(Location annotation dataset excerpts)
— start —

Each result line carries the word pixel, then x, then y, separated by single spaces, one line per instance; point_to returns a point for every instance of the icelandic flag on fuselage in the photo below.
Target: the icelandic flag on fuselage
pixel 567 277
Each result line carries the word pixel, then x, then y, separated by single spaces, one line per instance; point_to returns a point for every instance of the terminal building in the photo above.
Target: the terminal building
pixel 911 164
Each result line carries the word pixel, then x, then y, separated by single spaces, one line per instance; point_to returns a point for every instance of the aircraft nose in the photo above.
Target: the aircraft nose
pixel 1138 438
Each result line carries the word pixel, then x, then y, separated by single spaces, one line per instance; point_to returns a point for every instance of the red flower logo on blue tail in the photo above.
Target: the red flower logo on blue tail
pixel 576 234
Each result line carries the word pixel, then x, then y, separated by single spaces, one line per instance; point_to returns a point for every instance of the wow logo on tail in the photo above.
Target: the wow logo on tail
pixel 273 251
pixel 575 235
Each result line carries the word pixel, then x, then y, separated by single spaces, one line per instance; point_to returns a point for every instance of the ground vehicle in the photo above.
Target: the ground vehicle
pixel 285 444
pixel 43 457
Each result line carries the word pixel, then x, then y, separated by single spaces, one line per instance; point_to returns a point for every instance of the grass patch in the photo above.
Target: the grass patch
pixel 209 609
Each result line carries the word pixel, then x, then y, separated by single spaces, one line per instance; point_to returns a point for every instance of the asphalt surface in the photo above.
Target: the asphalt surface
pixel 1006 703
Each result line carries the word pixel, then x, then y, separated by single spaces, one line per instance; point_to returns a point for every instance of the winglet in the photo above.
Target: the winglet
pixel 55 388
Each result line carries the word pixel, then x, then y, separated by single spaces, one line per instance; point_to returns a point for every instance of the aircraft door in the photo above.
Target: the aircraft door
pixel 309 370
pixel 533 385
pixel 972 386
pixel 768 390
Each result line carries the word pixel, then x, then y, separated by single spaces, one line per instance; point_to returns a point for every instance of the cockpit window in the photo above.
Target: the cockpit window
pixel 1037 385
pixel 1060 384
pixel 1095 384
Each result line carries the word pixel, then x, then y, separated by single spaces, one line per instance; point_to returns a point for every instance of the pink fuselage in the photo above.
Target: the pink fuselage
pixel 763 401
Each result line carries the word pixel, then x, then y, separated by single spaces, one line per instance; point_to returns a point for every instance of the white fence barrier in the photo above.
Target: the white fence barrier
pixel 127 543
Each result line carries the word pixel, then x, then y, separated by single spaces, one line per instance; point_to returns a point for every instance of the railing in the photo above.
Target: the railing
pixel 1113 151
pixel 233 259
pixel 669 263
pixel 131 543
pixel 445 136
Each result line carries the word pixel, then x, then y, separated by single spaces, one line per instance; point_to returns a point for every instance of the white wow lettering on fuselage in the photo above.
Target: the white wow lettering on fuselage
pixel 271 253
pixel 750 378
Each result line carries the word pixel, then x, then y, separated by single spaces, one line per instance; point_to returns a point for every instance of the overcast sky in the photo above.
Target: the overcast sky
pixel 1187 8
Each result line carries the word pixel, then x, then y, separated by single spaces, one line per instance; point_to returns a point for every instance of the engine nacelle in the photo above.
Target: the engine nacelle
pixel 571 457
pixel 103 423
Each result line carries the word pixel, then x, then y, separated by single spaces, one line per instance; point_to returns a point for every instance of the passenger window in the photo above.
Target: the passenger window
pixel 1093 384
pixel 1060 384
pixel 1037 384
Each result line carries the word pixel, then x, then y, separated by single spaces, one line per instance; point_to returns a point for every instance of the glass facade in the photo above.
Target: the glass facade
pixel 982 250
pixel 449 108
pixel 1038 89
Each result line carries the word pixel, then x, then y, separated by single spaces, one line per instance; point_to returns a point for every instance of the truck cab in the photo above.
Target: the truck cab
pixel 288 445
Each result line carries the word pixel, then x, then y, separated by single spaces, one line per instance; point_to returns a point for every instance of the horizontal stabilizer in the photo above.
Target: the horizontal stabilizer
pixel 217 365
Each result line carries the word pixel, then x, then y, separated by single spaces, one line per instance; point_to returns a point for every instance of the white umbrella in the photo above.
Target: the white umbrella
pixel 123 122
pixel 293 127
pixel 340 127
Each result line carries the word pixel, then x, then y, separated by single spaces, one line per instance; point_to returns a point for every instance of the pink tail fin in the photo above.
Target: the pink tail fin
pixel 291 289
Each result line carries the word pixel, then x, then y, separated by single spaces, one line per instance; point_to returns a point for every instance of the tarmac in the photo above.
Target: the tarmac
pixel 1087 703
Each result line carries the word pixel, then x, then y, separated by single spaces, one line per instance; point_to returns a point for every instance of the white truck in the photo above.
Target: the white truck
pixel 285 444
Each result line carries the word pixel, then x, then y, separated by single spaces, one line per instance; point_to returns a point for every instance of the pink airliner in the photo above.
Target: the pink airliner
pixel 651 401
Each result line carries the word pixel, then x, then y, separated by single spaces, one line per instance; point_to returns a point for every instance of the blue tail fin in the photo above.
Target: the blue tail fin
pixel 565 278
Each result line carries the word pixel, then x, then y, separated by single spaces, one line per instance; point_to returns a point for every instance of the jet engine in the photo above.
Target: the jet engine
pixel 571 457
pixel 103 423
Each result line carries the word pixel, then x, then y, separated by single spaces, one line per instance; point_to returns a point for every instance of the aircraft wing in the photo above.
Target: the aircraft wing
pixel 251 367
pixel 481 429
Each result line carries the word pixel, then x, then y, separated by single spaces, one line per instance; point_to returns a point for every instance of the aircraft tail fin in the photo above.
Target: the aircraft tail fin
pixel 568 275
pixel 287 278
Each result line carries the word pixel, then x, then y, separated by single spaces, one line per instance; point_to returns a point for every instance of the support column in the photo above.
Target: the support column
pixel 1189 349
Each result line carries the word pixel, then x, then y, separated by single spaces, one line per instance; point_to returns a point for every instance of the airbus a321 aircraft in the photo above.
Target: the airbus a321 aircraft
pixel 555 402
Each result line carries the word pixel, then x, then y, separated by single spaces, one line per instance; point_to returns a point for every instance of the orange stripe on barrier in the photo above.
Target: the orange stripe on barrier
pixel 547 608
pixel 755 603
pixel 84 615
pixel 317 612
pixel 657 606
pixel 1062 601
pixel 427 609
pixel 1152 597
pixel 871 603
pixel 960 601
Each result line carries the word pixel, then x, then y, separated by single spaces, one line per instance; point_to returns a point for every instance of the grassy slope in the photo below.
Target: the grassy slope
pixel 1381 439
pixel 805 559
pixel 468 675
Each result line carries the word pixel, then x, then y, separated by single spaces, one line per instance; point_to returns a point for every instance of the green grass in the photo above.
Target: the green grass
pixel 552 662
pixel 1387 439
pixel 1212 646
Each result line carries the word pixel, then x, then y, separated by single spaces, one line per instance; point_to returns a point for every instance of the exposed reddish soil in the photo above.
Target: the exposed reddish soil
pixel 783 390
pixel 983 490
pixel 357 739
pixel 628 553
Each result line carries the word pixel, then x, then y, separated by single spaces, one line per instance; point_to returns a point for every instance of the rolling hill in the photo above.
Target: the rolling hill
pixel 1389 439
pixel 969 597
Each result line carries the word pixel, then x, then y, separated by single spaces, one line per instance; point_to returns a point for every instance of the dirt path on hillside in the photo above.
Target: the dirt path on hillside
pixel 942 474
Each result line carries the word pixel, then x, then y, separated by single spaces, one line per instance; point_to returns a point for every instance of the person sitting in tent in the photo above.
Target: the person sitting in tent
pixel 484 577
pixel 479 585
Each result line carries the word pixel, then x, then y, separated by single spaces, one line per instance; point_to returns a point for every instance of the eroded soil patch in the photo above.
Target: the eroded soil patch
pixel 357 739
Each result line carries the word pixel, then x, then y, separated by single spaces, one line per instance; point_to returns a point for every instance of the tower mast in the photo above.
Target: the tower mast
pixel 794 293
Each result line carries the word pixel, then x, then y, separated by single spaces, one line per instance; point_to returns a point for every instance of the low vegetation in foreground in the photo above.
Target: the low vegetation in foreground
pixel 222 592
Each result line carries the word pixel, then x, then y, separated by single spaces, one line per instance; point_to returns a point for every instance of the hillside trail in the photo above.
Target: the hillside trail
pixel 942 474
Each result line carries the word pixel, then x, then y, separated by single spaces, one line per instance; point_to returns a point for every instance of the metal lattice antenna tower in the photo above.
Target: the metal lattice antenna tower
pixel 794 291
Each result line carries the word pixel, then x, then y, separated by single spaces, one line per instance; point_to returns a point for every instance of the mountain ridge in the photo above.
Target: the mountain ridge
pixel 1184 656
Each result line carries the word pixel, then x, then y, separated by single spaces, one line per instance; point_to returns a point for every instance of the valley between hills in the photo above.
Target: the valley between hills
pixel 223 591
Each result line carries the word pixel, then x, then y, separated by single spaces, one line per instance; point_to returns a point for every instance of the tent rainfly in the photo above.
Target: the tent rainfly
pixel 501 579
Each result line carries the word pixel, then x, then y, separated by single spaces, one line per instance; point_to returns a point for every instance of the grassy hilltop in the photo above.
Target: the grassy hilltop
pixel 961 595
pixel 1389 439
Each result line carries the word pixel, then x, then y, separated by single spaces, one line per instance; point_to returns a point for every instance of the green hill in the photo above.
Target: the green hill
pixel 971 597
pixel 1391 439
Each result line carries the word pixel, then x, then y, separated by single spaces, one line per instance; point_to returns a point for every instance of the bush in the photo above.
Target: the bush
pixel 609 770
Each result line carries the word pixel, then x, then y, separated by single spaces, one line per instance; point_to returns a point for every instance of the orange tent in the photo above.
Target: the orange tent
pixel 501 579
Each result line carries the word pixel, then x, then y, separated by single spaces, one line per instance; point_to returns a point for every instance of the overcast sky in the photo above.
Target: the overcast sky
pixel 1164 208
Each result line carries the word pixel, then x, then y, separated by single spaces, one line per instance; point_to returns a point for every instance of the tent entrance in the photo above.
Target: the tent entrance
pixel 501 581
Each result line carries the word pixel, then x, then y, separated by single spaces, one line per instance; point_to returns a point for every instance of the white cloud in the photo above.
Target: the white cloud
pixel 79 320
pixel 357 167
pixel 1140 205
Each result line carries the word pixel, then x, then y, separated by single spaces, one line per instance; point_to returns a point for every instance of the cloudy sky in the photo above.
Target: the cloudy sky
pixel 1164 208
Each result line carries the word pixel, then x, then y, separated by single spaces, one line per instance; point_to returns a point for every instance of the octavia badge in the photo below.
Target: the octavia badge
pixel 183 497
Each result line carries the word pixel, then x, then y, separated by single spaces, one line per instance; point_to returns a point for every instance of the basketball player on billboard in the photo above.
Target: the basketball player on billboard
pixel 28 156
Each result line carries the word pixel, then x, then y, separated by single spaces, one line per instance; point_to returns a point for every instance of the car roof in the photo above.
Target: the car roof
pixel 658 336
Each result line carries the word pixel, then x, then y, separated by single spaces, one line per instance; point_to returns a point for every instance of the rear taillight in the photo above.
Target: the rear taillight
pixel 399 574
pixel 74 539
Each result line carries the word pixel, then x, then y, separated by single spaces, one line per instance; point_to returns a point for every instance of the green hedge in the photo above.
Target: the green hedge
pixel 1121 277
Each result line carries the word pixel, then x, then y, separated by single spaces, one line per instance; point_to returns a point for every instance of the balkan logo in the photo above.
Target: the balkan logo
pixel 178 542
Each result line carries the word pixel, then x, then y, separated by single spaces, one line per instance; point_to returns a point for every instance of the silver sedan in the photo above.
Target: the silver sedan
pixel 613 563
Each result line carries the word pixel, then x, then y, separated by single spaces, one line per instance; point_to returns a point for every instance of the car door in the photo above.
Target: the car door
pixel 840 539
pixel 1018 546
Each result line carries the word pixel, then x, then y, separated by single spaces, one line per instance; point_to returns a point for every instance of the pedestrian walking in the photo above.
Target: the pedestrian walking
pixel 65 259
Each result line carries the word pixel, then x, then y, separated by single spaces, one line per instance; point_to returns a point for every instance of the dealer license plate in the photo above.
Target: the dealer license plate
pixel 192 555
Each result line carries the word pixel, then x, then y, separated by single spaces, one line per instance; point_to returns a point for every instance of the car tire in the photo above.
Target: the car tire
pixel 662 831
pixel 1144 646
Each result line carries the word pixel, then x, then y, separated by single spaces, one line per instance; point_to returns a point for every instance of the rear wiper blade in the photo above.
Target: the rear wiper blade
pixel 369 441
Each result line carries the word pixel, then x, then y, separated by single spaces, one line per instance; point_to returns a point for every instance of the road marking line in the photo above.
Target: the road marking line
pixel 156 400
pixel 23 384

— end —

Stated task: Rewrite everything from the first line of the rows above down to and including the line that contains "pixel 911 164" as a numbered list, leaving out blank lines.

Exercise solution:
1. Each result line carries the word pixel, then x, then y, separated by single spaces, one line per instance; point_to returns a point for every instance of the icelandic flag on fuselage in the photo below.
2. Target: the icelandic flag on fuselage
3. pixel 567 277
4. Each result line carries the word pixel, then x, then y, separated by single spaces, one line per instance; point_to returns a point for every instance of the terminal building in the photo above.
5. Target: the terminal building
6. pixel 911 164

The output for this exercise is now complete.